Exercise passage:
|---|

Does asset-light make sense for all these large public companies?
- The answer that all the students hate is, “It depends” — as I can imagine Blal saying.
- From a strategic perspective, it’s a big no-no for all the players in a category to take a one-size-fits-all approach.
- To be clear, asset-light isn’t bad. It works for certain companies.
- What I understand Blal to be saying instead is that a proper analysis should drive decision-making, not blind faith.
The following is my loose, journalistic interpretation of the paper.
- Blal and her colleagues are academics who have to write in a nuanced way for an audience mostly of fellow academics.
- As a reporter, I aim instead to spark a broader conversation among industry leaders.
- My gloss on Blal’s work is that there’s an opportunity for value creation that’s under-appreciated. I oversimplify to make some broader points.
Asset-light works in some cases.
- In asset-light, you shift from being an owner and hotel manager to being a distributor and the seller of a manual on how to manage 100-plus rooms.
- So if you have the strongest brands in the market, if you can put heads in beds (such as by running a loyalty program to drive direct bookings), and you can drive industry-leading earnings to the owner, you probably should go asset-light.
- Splitting ownership and management also allows each entity, the owner and the manager, to become specialists — potentially unlocking efficiencies.

|---|

Items from a data source:
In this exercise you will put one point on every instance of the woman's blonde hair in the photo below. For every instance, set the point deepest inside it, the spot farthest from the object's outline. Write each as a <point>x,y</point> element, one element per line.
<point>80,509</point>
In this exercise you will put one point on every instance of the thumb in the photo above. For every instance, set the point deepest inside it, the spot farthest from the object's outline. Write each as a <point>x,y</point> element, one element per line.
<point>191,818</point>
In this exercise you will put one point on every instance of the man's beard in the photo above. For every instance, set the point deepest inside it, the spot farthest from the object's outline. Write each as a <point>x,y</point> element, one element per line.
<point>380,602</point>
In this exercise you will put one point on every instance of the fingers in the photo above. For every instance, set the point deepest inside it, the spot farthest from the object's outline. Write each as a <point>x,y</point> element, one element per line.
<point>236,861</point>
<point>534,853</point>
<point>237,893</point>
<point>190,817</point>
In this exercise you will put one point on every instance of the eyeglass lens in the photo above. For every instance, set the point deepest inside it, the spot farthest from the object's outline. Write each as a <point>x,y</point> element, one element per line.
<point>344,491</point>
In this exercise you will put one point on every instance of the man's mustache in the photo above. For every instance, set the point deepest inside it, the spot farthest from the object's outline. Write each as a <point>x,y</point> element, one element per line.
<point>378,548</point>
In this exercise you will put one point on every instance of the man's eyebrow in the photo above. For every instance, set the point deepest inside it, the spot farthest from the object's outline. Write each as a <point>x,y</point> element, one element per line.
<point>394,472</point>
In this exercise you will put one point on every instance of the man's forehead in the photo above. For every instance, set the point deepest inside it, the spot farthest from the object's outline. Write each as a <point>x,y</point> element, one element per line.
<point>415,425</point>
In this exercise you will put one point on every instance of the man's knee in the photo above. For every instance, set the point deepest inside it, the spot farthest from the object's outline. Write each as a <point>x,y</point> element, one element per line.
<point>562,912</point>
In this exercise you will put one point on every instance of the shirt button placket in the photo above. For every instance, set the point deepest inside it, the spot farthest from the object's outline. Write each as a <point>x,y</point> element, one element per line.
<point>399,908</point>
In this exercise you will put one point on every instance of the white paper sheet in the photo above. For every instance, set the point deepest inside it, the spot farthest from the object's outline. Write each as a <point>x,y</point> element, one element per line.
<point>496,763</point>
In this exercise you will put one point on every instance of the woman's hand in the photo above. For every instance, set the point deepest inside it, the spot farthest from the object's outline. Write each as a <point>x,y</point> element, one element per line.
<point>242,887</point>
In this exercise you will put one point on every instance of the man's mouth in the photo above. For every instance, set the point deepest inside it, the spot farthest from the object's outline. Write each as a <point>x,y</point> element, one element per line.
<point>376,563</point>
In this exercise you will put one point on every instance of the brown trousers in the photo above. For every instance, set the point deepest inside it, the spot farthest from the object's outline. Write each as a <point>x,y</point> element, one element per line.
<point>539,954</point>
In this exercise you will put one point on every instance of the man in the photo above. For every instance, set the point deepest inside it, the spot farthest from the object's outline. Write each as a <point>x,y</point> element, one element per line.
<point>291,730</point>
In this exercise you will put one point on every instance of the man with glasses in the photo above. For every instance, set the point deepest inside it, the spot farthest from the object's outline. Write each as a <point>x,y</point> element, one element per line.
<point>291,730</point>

|---|

Task objective: Can you rewrite the asset-light strategy passage, beginning at the words "Does asset-light make" and stopping after "not blind faith.", with "big no-no" changed to "serious mistake"?

Expected output:
Does asset-light make sense for all these large public companies?
- The answer that all the students hate is, “It depends” — as I can imagine Blal saying.
- From a strategic perspective, it’s a serious mistake for all the players in a category to take a one-size-fits-all approach.
- To be clear, asset-light isn’t bad. It works for certain companies.
- What I understand Blal to be saying instead is that a proper analysis should drive decision-making, not blind faith.